■ Source:
Start

Unravelling the ballgame of language and actions is a complicated process but these aren’t the hostile beeps of aloft and detached people but rather simple and gentle reminders to be careful, or to watch out.

An example of Wittgenstein’s language of games, perhaps. Where the context, rules and meaning associated with language and interaction are altered according to our immediate environment, forcing us to make spontaneous adjustments in our understanding of the language and interaction that is being played out before us.

Shortly after, I followed the treelined path towards the roadside junction. Randomly, a man pulled his scooter into the middle of the road, cutting off the adjacent traffic, smiling he offered me a safe route to the other side.

When I first visited Saigon in 2009, I remember standing alone at the roadside edge for about 20 minutes, fixated in apprehension and confusion. Trying to plot an alternative route that would avoid me having to cross this impossible road. A local girl came to my rescue, encouraging me to follow her as she stepped into the road, drawing me along with her. I mirrored her movements, stepping into her shadows, as we weaved in and out of  the way of cars, motorbikes, and buses, paving our way though the maze of vehicles until we reached the safety of the adjacent pavement.

End

■ Directions:
[a] In the text about crossing roads in Saigon, how long did the writer stand at the roadside edge on the first visit in 2009?
[b] Sum up the text about crossing roads in Saigon in two sentences.

■ Dataset content:
Start

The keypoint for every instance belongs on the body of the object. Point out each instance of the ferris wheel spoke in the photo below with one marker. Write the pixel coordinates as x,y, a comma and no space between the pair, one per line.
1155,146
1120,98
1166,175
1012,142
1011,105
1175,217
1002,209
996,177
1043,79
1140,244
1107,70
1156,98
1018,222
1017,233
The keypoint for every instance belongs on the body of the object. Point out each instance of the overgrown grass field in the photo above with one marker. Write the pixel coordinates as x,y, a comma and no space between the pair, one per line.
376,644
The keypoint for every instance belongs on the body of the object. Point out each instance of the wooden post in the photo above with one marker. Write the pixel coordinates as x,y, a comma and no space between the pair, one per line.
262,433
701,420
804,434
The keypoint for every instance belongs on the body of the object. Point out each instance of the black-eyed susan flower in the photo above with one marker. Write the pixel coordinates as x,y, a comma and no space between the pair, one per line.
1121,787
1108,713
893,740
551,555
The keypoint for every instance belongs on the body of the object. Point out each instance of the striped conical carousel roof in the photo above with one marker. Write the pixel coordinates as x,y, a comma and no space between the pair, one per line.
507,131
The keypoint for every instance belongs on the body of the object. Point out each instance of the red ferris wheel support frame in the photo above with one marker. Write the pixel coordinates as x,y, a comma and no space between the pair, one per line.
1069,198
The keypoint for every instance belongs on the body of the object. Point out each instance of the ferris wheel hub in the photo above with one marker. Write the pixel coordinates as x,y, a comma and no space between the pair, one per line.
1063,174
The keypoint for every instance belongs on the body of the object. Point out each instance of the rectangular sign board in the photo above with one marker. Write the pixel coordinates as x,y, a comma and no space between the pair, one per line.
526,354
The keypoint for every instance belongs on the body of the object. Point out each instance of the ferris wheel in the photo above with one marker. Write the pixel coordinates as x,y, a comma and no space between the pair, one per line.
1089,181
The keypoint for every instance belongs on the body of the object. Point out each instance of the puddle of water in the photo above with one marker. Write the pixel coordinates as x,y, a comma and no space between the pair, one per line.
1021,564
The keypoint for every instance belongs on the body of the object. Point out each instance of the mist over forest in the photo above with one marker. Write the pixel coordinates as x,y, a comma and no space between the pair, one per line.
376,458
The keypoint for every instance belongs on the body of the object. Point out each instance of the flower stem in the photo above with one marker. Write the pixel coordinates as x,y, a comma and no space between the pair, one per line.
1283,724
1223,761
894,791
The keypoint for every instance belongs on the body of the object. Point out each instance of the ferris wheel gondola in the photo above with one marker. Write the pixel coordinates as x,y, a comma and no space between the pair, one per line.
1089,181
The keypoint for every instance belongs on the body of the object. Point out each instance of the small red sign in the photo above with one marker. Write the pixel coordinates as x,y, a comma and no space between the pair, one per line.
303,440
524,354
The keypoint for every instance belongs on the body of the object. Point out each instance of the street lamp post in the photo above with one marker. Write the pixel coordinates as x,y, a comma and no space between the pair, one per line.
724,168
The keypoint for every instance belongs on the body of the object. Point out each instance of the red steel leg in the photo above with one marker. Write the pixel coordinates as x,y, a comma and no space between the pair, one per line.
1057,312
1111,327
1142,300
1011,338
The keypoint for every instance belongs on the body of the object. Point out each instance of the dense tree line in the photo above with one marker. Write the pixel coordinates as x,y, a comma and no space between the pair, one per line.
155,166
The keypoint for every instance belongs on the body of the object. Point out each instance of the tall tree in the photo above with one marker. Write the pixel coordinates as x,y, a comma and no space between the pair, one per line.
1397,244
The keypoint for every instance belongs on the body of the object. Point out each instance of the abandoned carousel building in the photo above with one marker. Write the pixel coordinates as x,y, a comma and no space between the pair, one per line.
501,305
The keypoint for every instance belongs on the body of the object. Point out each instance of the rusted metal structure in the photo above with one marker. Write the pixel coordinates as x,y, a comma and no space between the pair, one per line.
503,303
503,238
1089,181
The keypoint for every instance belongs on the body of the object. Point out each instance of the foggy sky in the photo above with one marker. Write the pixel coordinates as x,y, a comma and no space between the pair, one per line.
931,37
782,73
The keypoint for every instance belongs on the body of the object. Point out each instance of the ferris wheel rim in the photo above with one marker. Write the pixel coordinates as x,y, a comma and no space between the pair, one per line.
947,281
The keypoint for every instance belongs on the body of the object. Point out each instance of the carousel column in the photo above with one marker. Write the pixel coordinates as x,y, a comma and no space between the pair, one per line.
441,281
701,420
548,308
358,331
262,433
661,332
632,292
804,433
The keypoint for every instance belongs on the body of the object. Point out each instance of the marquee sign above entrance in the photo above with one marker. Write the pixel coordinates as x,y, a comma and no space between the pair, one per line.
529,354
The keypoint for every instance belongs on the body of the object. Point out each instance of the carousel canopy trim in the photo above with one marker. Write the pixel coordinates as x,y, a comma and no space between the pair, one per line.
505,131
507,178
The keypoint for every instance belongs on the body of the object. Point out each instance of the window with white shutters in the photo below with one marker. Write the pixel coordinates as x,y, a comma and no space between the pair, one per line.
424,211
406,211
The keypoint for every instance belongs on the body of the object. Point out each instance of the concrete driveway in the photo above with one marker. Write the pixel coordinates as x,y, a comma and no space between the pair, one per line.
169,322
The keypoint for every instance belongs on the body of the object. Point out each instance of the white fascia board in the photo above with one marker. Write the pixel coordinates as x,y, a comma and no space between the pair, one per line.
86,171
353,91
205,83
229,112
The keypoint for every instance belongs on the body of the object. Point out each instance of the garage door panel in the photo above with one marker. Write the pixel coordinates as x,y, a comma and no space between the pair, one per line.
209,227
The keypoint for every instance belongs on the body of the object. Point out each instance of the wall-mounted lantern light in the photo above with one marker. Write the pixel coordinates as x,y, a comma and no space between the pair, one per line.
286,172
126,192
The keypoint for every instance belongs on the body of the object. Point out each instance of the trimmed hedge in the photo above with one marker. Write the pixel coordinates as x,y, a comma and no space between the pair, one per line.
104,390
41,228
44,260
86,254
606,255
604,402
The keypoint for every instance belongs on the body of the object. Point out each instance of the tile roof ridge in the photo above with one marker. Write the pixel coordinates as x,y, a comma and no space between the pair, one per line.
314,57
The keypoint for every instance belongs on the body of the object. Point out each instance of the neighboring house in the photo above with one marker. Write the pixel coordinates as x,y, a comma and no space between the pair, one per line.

End

■ Final answers:
[a] About 20 minutes.

[b] The writer sees the beeps not as hostile but as gentle reminders to be careful, perhaps an example of Wittgenstein's language games, where the meaning of language and interaction changes with the immediate setting. The writer then recalls a man on a scooter who cut off traffic to offer a safe way across, and a local girl who, on the writer's first visit to Saigon in 2009, led the writer through the vehicles to the other side.